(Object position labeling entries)
^^^^^^^^

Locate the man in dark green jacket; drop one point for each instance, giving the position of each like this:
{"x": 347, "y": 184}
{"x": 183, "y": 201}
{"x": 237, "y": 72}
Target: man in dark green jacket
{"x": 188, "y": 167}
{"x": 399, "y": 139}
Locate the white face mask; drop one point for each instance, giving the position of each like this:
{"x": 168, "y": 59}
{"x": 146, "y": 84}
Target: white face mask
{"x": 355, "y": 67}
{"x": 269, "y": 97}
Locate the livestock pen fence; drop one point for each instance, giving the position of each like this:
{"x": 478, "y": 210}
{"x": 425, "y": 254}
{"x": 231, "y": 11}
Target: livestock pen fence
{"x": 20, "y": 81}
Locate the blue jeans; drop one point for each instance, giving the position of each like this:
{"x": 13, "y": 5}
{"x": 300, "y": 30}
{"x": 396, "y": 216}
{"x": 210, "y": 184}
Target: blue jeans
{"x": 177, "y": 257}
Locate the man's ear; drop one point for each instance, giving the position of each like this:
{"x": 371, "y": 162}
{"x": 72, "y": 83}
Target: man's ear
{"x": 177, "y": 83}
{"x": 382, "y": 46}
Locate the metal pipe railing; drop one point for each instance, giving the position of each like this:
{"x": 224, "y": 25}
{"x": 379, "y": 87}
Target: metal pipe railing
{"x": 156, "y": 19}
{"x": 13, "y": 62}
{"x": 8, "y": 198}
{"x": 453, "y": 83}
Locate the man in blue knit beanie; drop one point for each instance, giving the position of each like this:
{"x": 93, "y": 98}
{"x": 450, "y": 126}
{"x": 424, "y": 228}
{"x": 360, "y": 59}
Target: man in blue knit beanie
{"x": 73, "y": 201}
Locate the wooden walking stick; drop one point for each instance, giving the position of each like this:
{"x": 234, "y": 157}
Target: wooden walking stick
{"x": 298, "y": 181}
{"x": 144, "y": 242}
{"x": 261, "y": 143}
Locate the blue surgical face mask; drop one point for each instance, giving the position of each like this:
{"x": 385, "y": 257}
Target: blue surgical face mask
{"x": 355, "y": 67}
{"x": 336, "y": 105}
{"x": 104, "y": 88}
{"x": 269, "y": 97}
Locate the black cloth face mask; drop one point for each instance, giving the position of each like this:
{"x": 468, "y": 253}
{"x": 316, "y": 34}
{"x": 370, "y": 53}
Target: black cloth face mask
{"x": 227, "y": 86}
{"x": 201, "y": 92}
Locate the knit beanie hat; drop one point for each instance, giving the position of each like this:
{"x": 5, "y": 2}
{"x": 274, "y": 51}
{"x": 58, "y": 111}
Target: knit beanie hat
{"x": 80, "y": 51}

^^^^^^^^

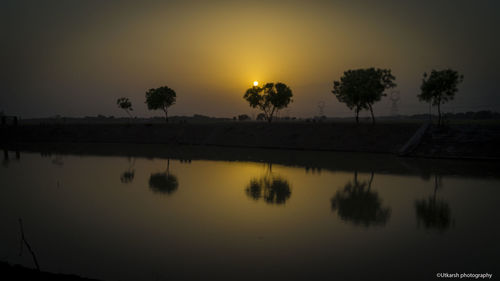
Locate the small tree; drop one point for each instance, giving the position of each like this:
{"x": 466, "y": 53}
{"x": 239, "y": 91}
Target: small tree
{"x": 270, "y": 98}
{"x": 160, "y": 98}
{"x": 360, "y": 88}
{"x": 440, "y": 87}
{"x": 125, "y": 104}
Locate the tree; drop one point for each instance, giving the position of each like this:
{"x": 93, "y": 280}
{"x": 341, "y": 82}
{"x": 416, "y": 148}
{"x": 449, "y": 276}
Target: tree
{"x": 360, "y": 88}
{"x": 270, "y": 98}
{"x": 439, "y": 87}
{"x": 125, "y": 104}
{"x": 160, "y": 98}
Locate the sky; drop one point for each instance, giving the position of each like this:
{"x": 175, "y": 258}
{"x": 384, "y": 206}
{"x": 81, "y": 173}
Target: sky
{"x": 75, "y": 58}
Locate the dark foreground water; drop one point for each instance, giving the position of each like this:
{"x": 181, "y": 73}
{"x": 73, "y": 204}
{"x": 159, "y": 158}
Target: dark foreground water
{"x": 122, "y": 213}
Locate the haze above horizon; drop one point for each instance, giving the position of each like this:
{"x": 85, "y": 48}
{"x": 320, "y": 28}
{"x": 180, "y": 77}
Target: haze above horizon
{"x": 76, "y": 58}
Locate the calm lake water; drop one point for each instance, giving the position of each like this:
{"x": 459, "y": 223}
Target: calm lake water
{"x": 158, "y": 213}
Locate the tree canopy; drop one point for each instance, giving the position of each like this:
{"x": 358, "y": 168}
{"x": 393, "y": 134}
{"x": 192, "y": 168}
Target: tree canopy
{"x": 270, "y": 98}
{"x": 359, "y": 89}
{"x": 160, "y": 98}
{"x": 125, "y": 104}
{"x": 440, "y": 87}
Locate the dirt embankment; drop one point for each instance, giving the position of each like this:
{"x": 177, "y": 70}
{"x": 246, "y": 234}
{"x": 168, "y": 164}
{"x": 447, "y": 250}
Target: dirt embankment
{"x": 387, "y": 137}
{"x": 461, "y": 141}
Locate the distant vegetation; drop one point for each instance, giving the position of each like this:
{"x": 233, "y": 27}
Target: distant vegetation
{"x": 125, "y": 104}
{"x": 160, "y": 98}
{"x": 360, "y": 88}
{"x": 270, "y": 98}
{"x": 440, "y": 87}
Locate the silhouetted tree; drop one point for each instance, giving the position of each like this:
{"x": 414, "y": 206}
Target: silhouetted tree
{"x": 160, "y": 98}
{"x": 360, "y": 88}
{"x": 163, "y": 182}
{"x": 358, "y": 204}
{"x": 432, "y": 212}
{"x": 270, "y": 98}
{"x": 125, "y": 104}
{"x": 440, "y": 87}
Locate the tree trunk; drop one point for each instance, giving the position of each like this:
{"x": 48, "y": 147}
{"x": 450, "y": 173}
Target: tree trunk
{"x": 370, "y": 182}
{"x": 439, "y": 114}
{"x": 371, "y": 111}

^^^^^^^^

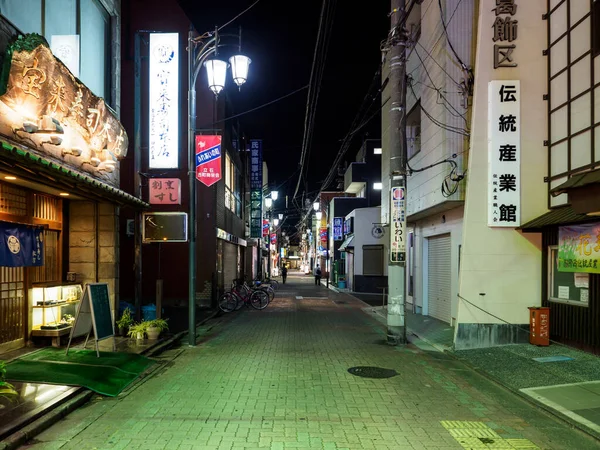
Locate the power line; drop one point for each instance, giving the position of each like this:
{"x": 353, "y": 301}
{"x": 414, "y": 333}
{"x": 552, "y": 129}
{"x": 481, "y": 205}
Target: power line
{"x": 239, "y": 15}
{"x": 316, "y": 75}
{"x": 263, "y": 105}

^^^^^^^^

Please pull out every line of the rows above that contains the string "railing". Case counts, so only lines with matching capitalization qualify.

## Response
Locate the metal pipe railing; drop one point for each instance, giving the position of each like this:
Target: metal pipe railing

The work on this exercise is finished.